• _What to work on_
Retype each line of the material exactly, please, skipping any picture in it.

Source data
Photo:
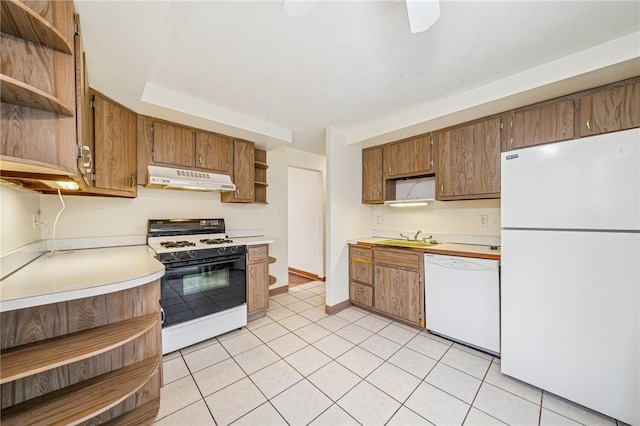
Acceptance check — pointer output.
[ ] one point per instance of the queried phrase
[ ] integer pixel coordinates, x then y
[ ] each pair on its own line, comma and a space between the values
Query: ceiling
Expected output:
247, 69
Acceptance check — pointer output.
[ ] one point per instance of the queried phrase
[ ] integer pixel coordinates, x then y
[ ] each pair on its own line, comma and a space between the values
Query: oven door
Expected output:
197, 290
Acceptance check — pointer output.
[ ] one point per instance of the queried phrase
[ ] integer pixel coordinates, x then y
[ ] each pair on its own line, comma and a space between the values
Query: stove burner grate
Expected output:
212, 241
174, 244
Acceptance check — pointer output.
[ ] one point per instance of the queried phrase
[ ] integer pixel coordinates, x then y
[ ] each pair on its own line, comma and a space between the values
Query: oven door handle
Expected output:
233, 259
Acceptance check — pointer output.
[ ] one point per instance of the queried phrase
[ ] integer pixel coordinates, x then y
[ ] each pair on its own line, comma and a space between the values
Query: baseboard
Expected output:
278, 290
337, 308
306, 274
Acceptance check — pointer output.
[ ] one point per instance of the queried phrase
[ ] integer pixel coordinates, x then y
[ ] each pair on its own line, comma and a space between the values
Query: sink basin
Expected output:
405, 243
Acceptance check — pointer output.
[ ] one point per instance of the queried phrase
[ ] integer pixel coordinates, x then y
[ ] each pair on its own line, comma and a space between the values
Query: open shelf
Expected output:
20, 21
33, 358
82, 401
19, 93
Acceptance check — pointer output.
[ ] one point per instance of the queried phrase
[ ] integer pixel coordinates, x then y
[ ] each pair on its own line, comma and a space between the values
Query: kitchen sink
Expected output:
405, 243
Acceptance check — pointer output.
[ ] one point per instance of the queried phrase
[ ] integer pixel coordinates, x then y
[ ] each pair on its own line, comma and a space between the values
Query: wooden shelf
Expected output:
20, 21
26, 360
143, 415
82, 401
19, 93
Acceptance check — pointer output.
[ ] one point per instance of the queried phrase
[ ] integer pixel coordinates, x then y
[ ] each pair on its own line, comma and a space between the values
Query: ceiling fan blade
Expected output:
297, 8
422, 14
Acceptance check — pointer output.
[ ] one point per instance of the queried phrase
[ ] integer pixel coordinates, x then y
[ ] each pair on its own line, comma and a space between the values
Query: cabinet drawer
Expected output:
359, 252
259, 252
398, 258
361, 271
361, 294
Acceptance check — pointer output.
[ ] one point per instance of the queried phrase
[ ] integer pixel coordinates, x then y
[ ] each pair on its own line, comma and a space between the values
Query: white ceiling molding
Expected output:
169, 99
511, 92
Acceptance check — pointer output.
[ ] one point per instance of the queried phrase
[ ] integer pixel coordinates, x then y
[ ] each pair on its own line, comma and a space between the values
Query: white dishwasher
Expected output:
462, 299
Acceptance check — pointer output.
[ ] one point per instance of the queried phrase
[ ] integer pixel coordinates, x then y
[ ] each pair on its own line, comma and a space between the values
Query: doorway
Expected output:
305, 225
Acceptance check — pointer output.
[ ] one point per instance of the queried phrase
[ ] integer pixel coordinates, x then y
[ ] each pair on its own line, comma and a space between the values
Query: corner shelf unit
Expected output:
94, 360
260, 176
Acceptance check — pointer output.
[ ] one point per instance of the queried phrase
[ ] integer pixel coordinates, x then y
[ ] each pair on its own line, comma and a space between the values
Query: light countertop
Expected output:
453, 249
78, 274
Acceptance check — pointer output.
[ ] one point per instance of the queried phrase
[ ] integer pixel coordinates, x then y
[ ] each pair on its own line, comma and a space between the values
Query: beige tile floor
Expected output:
300, 366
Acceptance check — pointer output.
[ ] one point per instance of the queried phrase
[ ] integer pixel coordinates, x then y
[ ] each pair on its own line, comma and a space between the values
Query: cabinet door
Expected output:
469, 161
372, 177
258, 286
243, 173
173, 145
610, 109
115, 129
542, 124
214, 152
397, 293
408, 158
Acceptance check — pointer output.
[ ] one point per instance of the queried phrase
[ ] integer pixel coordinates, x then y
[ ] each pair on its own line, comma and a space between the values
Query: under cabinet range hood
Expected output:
189, 180
414, 192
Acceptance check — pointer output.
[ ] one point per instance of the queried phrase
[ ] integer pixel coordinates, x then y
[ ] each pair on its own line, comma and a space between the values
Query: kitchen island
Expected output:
81, 338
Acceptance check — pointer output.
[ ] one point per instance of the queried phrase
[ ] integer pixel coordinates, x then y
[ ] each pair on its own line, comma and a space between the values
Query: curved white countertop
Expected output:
78, 274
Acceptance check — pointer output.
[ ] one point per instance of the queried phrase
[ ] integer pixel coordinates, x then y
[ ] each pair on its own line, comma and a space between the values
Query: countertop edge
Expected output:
451, 249
45, 299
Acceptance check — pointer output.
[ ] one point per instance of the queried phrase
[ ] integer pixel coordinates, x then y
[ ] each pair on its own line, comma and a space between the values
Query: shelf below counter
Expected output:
78, 274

• _Response below_
Photo:
Acceptance check — pointer output.
[ ] one point per instance of the queried phrase
[ ] integer pixel coordinates, x then y
[ ] each pair on its own line, comma and a space between the values
Query: ceiling
Expected output:
247, 69
Acceptance check — pointer output.
[ ] one point per instance of the queried phrase
[ ] integer pixel coordinates, x then y
[ ] each pair on its own line, comma and a space between the values
Query: oven door
Expected output:
197, 290
Acceptance check — pointer output.
[ ] one point per instance of the queried phrase
[ ] integer pixel coordinates, x then y
[ ] each pair on its own line, comma and a space between the values
Query: stove burner grate
Expected output:
212, 241
174, 244
Acceptance check — pointer output.
[ ] one point per instance of the queried phrase
[ ] integer pixel coordinates, x then y
[ ] each pair on its own line, comma and a space between the values
Query: oven door handle
Expected output:
233, 259
Acceptance check — pointer output.
[ ] one point per instance of the queried phrase
[ ] integer pixel coordinates, x then y
[ ] each pair on its own line, comma and a space between the values
Query: baseboard
Expected output:
278, 290
337, 308
306, 274
Acceptance check — pointer output.
[ ] one point per instance of the queried phrase
[ ] integer pixel coordinates, x then y
[ ] each pair on its own line, comma and a space between the values
Query: sink basin
Expected output:
405, 243
Acceptance check — pointer output.
[ ] one point per instance of the queried phrase
[ ] integer pixel coordinates, x then y
[ ] each pair on its own line, comma and a space between the values
Query: open shelf
Expected output:
20, 21
33, 358
82, 401
19, 93
Acceptance check — pointer output.
[ ] one point per instance of the queried phrase
[ ] integer pixel coordinates, x then y
[ ] each pair on its own line, comma and a space between the values
Query: kitchen sink
Expected output:
405, 243
Acceptance check — pointer output.
[ ] one point per instance of the queried phrase
[ ] integer pixel coordinates, x then y
[ ] each pair on its own line, comma and a space between the values
Query: wooden shelf
Expected output:
20, 21
26, 360
143, 415
82, 401
19, 93
Acceptance check — pointer output.
[ ] one point per instance of the queried phrase
[ ] integer pixel coordinates, x then y
[ ] each pair on its own line, comma and a space between the values
Query: ceiling fan blade
Expected output:
297, 8
422, 14
Acceptance check — pointer output.
[ ] one point per instance of the queried phrase
[ ] integer pixel coordinates, x then y
[ ] each pair on its own line, comma and a space between the values
Query: cabinet drawer
Expected output:
359, 252
259, 252
398, 258
361, 271
361, 294
Acceptance check — pointer output.
[ ] one point per instance of the queried phrase
[ ] integer pixel coordinates, x then y
[ ] each pair on its own line, comma and a space between the values
Query: white ceiling molding
Expected output:
169, 99
511, 92
Acceptance check — pointer output.
[ ] one point per instance of the queried phrase
[ ] integer pixel coordinates, x then y
[ ] each pair on its own line, comma and a space between the values
Query: white dishwasher
Expected output:
462, 299
Acceptance check — pointer output.
[ ] one point per instance of the queried phrase
[ ] integer pixel coordinates, x then y
[ ] each pair on its own line, comma and a space between the values
Query: doorway
Expected output:
305, 225
Acceptance check — pointer output.
[ ] one point per instance of the queried phrase
[ ] integer pixel coordinates, x then y
[ ] each pair on its own line, comma and a space between the values
Query: corner shelf unit
Expected output:
94, 360
260, 176
Acceptance check — pointer output.
[ ] one point per instance of the queried phrase
[ ] integer pixel coordinates, x then y
[ ] each pair on its own line, comma and a space between the values
Query: light countertop
Expected output:
453, 249
78, 274
Acceptance check — pointer output.
[ ] one point per instance of the queried phrase
[ ] integer pixel coordinates, x then y
[ ] each pair on its own line, comma and a space between the values
Query: beige tile floor
Expected output:
300, 366
Acceptance check — pointer output.
[ ] one point per instance of the queried phrase
[ ] integer pixel coordinates, x then y
[ ] each pair on its own line, comma and a space between the values
Query: cabinet door
Expected output:
469, 161
372, 177
258, 286
243, 173
173, 145
610, 109
115, 129
542, 124
214, 152
397, 293
408, 158
Acceptance check — pointer output.
[ ] one point per instance of the queried phrase
[ ] integer pixel coordinates, x then y
[ ] each pair on its own line, comma and a space between the values
Query: under cabinet range hood
Expected output:
189, 180
414, 192
Acceptance check — pointer output.
[ ] one point per instance of the queried phrase
[ ] integer pixel coordinates, x then y
[ ] each pair on its own line, comma and a space between the values
Query: kitchen island
Expected output:
81, 338
Acceptance check — pointer output.
[ ] one point per instance of the queried phrase
[ ] integer pixel coordinates, x then y
[ ] each pair on its own line, comma and a space between the values
Query: curved white countertop
Expected output:
78, 274
Acceptance check — pointer output.
[ ] one point per instance of the queried phrase
[ ] integer pixel coordinates, x then y
[ ] each pair on its own line, comma and a space between the values
Query: countertop edge
Expected output:
451, 249
45, 299
Acceptance check — pointer output.
[ ] one point per instance of the queried phrase
[ ] integer pixel coordinates, x then y
[ ] each pair on its own line, comma and a space between the values
Query: shelf below counter
Expected output:
78, 274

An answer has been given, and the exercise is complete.